What is needed: Write out the lines below word for word, only the stretch from the line containing "Where can the woman with ponytail" through the line containing "(1302, 530)", with both of those lines included.

— BEGIN Material supplied —

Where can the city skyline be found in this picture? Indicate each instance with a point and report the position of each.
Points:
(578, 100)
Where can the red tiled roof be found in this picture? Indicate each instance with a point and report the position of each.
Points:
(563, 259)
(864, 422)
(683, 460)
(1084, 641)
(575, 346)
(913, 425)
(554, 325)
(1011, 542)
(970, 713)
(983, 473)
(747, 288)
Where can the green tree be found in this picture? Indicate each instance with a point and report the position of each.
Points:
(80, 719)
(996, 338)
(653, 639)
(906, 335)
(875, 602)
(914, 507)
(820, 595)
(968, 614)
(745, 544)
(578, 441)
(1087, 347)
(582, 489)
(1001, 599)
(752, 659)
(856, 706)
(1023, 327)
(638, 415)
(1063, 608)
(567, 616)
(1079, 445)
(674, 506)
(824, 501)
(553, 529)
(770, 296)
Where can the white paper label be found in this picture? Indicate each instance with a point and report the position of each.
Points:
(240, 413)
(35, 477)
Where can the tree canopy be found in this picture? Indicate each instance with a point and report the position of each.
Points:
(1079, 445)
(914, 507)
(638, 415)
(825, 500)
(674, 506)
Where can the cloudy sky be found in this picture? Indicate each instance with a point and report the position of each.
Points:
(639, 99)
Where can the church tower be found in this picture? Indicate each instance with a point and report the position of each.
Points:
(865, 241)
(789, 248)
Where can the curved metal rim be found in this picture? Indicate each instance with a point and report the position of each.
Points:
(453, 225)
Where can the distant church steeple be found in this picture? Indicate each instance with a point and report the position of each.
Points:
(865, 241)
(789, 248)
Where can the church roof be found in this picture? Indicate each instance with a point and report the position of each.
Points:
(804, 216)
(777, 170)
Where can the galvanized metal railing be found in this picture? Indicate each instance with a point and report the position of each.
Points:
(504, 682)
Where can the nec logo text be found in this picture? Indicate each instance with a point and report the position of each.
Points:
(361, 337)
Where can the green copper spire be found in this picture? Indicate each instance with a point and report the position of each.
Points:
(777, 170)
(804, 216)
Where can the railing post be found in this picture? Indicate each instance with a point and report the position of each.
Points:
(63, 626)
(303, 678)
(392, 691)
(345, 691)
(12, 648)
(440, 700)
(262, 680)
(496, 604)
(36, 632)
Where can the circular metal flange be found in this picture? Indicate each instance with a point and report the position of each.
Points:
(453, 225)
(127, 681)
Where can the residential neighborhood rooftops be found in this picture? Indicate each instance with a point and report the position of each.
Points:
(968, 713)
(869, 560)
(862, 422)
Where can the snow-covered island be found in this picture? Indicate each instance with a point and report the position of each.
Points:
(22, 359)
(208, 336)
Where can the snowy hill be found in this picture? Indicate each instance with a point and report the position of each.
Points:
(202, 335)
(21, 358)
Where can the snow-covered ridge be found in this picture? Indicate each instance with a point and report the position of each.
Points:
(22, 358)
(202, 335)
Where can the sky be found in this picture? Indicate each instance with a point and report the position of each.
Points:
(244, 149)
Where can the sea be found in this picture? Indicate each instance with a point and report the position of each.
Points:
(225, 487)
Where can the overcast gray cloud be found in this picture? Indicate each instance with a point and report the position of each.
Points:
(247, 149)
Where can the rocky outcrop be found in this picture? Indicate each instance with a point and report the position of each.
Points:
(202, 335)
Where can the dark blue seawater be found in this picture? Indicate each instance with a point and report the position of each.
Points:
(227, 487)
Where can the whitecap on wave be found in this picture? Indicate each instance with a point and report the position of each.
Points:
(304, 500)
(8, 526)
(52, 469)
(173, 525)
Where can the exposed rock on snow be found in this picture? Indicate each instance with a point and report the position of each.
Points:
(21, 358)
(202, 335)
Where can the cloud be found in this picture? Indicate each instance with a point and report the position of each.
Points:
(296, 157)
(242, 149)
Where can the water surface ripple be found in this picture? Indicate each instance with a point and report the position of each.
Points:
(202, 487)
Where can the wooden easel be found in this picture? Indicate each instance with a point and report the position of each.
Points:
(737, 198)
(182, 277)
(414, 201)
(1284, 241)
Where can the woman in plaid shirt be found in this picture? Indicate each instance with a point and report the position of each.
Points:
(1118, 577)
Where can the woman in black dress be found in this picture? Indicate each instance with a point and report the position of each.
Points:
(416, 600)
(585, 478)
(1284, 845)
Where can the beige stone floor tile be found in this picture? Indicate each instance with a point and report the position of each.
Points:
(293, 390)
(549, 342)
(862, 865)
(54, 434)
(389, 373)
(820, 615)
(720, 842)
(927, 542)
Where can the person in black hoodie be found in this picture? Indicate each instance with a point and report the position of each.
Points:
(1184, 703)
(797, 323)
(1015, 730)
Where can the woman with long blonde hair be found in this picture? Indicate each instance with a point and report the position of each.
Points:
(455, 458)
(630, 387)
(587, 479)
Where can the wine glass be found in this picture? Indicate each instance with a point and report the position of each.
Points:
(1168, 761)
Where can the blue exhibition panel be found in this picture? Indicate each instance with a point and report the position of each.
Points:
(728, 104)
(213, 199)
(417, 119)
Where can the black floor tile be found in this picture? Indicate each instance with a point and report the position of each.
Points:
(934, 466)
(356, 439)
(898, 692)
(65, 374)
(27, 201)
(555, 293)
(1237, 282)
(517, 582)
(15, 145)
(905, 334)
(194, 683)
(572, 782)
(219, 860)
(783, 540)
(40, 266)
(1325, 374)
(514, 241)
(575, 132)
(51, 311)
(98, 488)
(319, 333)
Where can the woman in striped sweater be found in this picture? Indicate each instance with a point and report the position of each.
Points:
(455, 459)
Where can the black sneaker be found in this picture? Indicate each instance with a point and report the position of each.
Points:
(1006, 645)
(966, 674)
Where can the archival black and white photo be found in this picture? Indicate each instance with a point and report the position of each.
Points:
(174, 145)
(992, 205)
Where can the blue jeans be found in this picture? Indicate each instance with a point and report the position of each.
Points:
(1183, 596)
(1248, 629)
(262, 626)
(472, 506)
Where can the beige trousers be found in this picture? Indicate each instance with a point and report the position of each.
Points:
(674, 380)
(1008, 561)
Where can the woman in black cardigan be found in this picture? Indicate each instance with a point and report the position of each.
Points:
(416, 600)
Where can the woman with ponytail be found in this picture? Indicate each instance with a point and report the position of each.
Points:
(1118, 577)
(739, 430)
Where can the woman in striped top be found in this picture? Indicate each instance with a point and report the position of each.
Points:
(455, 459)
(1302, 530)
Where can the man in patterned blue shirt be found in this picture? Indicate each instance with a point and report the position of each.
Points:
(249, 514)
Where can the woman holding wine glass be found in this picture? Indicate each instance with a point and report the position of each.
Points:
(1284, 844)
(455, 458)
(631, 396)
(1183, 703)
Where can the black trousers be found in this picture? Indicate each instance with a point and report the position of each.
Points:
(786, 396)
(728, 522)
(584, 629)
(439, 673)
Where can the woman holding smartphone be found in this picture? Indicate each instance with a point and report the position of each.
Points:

— END Material supplied —

Response to this task:
Where can the woman with ponytail be found in this picture? Indicate each instance with a point and report the position of each.
Points:
(1118, 577)
(739, 430)
Where can the woman in striped top be found in this picture? Indicate each instance with a point and report the position of each.
Points:
(455, 459)
(1302, 530)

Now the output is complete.